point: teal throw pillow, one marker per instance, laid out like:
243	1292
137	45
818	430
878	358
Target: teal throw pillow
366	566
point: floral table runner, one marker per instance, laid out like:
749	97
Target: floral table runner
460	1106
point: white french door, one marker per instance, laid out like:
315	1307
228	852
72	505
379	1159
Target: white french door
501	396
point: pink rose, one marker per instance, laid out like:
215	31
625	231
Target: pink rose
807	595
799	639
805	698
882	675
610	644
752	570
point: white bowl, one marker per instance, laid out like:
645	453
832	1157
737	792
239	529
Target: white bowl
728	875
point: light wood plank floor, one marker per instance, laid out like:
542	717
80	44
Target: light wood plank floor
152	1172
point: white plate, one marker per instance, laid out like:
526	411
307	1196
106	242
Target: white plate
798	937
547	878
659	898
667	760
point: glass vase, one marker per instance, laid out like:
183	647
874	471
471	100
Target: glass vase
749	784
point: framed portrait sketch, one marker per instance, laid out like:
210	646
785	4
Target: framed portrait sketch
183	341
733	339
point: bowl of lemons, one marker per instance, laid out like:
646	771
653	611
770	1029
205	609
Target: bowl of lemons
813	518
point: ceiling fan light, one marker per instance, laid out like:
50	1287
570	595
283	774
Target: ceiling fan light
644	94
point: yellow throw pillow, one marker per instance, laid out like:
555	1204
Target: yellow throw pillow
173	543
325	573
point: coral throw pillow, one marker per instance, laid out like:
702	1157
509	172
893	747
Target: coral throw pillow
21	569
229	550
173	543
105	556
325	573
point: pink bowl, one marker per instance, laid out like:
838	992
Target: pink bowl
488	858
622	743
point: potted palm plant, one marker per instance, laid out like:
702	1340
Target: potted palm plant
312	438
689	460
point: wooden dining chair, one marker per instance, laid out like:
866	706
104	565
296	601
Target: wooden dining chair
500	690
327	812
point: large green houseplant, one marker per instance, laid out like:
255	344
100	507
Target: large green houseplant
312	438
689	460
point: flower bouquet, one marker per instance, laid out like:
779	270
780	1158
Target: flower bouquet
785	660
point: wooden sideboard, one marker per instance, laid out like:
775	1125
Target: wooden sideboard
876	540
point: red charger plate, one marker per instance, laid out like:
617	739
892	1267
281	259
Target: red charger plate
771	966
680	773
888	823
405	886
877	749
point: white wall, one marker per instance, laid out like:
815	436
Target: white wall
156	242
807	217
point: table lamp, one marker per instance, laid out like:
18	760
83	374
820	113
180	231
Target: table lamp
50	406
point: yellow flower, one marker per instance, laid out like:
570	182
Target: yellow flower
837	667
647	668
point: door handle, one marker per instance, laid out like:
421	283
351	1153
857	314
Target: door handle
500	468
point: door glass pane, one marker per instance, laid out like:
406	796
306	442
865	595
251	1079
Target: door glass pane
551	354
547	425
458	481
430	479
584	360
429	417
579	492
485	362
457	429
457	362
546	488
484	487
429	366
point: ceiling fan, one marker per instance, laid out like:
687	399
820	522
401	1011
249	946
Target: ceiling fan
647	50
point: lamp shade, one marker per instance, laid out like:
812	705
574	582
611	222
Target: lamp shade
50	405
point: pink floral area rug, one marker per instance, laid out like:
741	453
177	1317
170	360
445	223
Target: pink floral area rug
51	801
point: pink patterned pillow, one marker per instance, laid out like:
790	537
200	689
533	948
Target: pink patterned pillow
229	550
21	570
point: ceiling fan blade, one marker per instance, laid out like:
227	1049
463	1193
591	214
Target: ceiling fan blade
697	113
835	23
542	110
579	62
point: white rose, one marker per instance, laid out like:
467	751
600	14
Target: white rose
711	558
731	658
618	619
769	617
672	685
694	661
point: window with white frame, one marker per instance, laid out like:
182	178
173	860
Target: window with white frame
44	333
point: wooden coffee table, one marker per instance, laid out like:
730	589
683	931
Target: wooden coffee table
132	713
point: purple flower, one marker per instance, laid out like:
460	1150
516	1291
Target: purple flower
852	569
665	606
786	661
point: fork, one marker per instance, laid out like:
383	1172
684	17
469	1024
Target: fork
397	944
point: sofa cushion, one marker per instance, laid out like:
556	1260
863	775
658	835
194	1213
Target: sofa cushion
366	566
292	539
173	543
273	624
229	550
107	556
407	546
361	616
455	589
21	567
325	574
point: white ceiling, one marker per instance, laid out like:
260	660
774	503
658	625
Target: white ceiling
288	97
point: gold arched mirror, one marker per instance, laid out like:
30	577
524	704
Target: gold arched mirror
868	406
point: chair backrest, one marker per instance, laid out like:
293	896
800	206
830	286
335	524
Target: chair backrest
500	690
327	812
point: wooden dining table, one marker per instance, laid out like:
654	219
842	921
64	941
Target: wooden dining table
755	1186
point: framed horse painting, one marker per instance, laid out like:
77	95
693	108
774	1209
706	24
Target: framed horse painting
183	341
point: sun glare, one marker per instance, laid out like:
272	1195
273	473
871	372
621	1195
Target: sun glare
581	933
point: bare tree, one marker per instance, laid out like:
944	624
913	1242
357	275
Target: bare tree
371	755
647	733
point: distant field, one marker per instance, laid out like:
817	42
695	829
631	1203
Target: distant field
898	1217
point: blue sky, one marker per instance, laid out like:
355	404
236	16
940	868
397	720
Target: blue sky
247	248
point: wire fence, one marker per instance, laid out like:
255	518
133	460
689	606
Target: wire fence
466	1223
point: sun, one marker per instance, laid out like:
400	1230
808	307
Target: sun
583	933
━━━━━━━━━━
TASK DIRECTIONS
Reproduce without any change every line from the line containing "point: blue sky, one" to the last line of the items, including both of those lines.

EXERCISE RESPONSE
point: blue sky, one marker per instance, laid out like:
355	404
236	16
940	868
397	720
Target: blue sky
247	248
point: wire fence, one marker per instance, laid out like:
255	518
133	460
689	606
Target: wire fence
466	1223
point: sun, one marker per instance, laid out like:
400	1230
808	307
Target: sun
583	933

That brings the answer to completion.